→ Required actions
[1] In the asthma gene article below, on which chromosome are the genetic markers linked to childhood asthma located?
[2] From the asthma gene article below, extract the passage from "In a genetic" to "the study suggests." word for word.

*** Opening of Given passage ***

In a genetic study of more than 2,000 children, scientists from the University of Michigan (U-M) and colleagues from London, France and Germany found genetic markers that dramatically increase a child's risk for asthma. These markers are located on chromosome 17, and children with this marker had higher levels of a new gene called ORMDL3 in their blood, which occurs in higher amounts in children with asthma. The presence of the disease-associated version of ORMDL3 increases the risk of asthma by 60-70 percent, the study suggests.
"In terms of an asthma gene, there have been quite a few reports but not one that can be clearly reproduced in samples," said Goncalo Abecasis, associate professor at the U-M School of Public Health. "I think eventually it will lead to new therapies because it points to a specific biological molecular pathway. Once we understand the biology and we know the players, it's possible to target with specific drugs."
Childhood asthma treatments are heavily focused on allergic responses, since most children with asthma also have many allergies. The discovery of a so-called 'asthma gene' would provide a new set of mechanisms to try and modify and manage childhood asthma, Abecasis said.
"Before we finished the paper, we would have guessed (ORMDL3) would be a gene with a well-understood role in allergic responses, but that is not what we found," said Abecasis, noting that the gene has no known relation to allergic responses. Asthma, a complex disease caused by a combination of genetic and environmental factors, is the most common chronic disease of childhood. Asthma occurs in 7-10 percent of children in the United States and one child in seven in the United Kingdom.

*** Close of Given passage ***
*** Opening of Data extracts ***

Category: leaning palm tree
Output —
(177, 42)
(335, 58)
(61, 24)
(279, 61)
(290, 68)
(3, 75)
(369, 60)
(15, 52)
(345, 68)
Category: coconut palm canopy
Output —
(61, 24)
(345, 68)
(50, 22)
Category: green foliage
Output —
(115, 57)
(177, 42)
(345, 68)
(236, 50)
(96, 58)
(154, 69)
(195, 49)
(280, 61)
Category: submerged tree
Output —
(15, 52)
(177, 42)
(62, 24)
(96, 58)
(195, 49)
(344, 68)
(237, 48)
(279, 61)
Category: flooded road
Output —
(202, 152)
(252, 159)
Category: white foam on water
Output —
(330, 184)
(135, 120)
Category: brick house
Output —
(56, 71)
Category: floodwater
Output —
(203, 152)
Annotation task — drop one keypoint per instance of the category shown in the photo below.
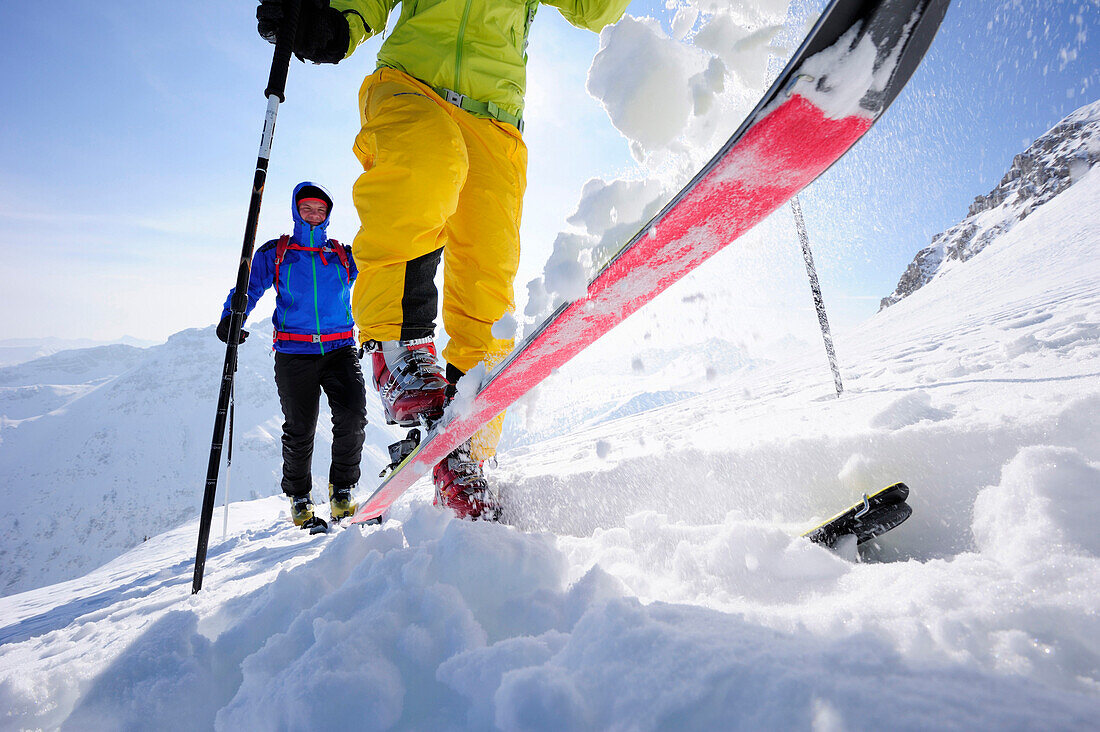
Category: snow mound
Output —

*** Close of Data extracts ***

→ Numbered answers
[1] Chromosome 17

[2]
In a genetic study of more than 2,000 children, scientists from the University of Michigan (U-M) and colleagues from London, France and Germany found genetic markers that dramatically increase a child's risk for asthma. These markers are located on chromosome 17, and children with this marker had higher levels of a new gene called ORMDL3 in their blood, which occurs in higher amounts in children with asthma. The presence of the disease-associated version of ORMDL3 increases the risk of asthma by 60-70 percent, the study suggests.